** BEGIN Passage to read **

Edgard Amping

Personal information
- Full name: Edgard Amping
- Date of birth: 9 June 2003 (age 23)
- Place of birth: Mamuju, Indonesia
- Height: 1.70 m (5 ft 7 in)
- Position: Left-back

Team information
- Current team: Persiba Bantul
- Number: 74

Youth career
- 2012–2017: SSB Mitra Manakarra
- 2017–2019: PSM Makassar
- 2019–2021: Garuda Select

Senior career*
- Years: Team / Apps / (Gls)
- 2021–2025: PSM Makassar / 2 / (0)
- 2021: → Muba Babel United (loan) / 6 / (1)
- 2024–2025: → PSIM Yogyakarta (loan) / 2 / (0)
- 2025–: Persiba Bantul / 9 / (0)

International career^{‡}
- 2022: Indonesia U20 / 6 / (0)

= Edgard Amping =

Indonesian association footballer

Edgard Amping (born 9 June 2003) is an Indonesian professional footballer who plays as a left-back for Liga Nusantara club Persiba Bantul.

==Club career==
===Early career===
Amping is a young player born in Mamuju, West Sulawesi, on June 9, 2003. He playing as a left back. Amping started his career at SSB Mitra Manakarra at the age of 11. Together with SSB Mitra Manakarra, he appeared in the 2016 Danone Nations Cup national round in Jakarta.

** END Passage to read **

Stated task 1: Name every team in the senior career section of the Edgard Amping profile, including the loan clubs.
Stated task 2: According to the Edgard Amping profile, what number does he wear at his current team?
Stated task 3: Pick up the Edgard Amping profile right after its last sentence and write the next part.

** BEGIN Records supplied **

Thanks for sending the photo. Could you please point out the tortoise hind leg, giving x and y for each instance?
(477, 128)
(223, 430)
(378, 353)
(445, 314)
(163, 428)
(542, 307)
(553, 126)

** END Records supplied **

Expected answer 1: PSM Makassar, Muba Babel United, PSIM Yogyakarta, Persiba Bantul

Expected answer 2: 74

Expected answer 3:
===PSM Makassar===
He was recruited by PSM Makassar U16 in early January 2018. At that time, he was 15 years old. A year later, Amping was promoted to the PSM Makassar U18 team. Together with his squad, his performances continued to be honed and began to get the attention of many coaches. His potential continues to grow after successfully passing the second volume of the Garuda Select program selection in 2019. He received guidance from Des Walker and Dennis Wise. When participating in the second volume of the Garuda Select program, Amping was recorded as the player who played the highest number of matches and playing minutes. His performances during that time made Amping one of the three players who returned to training with the third edition of the Garuda Select program.

====Muba Babel United (loan)====
In October 2021, Amping signed a contract with Liga 2 club Muba Babel United on loan from PSM Makassar. Amping made his league debut in a 2–0 lost against PSMS Medan on 11 October as a substitute for Derry Herlangga in the 37th minute. On 15 October, Amping scored his first goal for Muba Babel United against KS Tiga Naga in the 41st minute at the Gelora Sriwijaya Stadium, Palembang.

==International career==
On 30 May 2022, Edgard made his debut for an Indonesian youth team against a Venezuela U-20 squad in the 2022 Maurice Revello Tournament in France.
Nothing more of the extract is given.